### [MATERIAL FOR THE TASK]
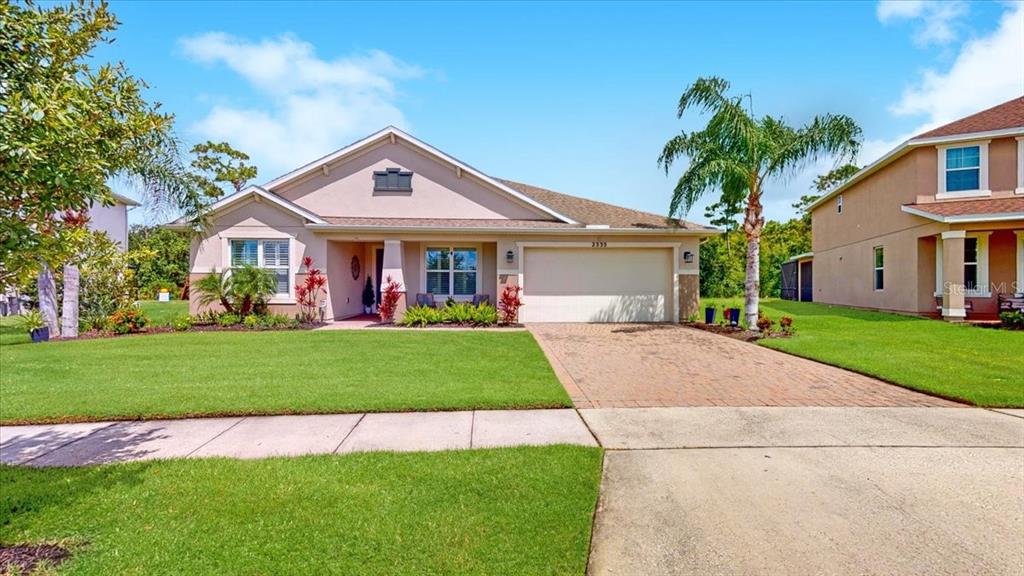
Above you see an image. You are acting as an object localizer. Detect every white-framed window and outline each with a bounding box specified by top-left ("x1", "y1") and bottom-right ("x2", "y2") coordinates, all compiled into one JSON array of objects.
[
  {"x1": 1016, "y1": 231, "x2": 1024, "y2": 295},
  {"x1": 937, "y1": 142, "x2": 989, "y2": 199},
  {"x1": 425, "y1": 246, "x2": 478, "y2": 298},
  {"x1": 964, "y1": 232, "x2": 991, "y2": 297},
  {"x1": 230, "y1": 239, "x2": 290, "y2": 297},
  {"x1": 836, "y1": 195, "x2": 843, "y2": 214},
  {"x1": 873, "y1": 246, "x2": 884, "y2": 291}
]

### [WHAT TO PRODUCE]
Without including any picture, print all of the entries above exactly.

### [RESPONSE AREA]
Above you see an image. You are acting as an object localizer. Detect every white-framed window and outline each with a bounding box specified by top-left ("x1", "y1") and bottom-right ("x2", "y2") coordinates, all compiled into one JSON array of objects.
[
  {"x1": 1016, "y1": 231, "x2": 1024, "y2": 295},
  {"x1": 937, "y1": 142, "x2": 989, "y2": 199},
  {"x1": 425, "y1": 246, "x2": 478, "y2": 298},
  {"x1": 964, "y1": 232, "x2": 991, "y2": 297},
  {"x1": 230, "y1": 239, "x2": 290, "y2": 297},
  {"x1": 836, "y1": 195, "x2": 843, "y2": 214},
  {"x1": 873, "y1": 246, "x2": 884, "y2": 291}
]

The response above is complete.